*STATED PROBLEM:* Rewrite the records as a numbered list, from their first line through the line containing "109 L 1 179", with both of those lines included and any blank lines omitted.

— start —

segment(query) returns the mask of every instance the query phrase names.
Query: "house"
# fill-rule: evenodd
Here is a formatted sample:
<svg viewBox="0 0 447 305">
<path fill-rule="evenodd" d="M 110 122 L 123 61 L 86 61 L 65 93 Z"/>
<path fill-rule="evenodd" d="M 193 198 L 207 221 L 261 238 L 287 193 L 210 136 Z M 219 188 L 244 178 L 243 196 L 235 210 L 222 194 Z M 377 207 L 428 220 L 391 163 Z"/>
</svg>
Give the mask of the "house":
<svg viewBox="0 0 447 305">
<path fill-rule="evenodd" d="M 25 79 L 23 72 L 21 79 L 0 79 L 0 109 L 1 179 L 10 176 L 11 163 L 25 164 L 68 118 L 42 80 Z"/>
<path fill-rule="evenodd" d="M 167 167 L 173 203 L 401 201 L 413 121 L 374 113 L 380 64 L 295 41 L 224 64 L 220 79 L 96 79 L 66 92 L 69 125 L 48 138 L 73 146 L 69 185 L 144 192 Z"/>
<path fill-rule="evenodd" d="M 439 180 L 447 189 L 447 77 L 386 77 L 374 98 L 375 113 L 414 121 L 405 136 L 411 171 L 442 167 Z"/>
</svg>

— end —

*COMPLETE ANSWER:*
1. segment(query) returns the mask of every instance the query phrase names.
2. Query: "house"
3. # fill-rule: evenodd
4. Here is a formatted sample:
5. <svg viewBox="0 0 447 305">
6. <path fill-rule="evenodd" d="M 110 122 L 123 61 L 86 61 L 65 93 Z"/>
7. <path fill-rule="evenodd" d="M 193 198 L 207 221 L 261 238 L 287 193 L 210 136 Z M 219 188 L 244 178 L 243 196 L 235 210 L 222 194 Z M 377 207 L 428 220 L 391 163 Z"/>
8. </svg>
9. Give the mask of the "house":
10. <svg viewBox="0 0 447 305">
11. <path fill-rule="evenodd" d="M 25 79 L 23 72 L 21 79 L 0 79 L 0 109 L 1 179 L 10 176 L 11 163 L 25 164 L 68 118 L 42 80 Z"/>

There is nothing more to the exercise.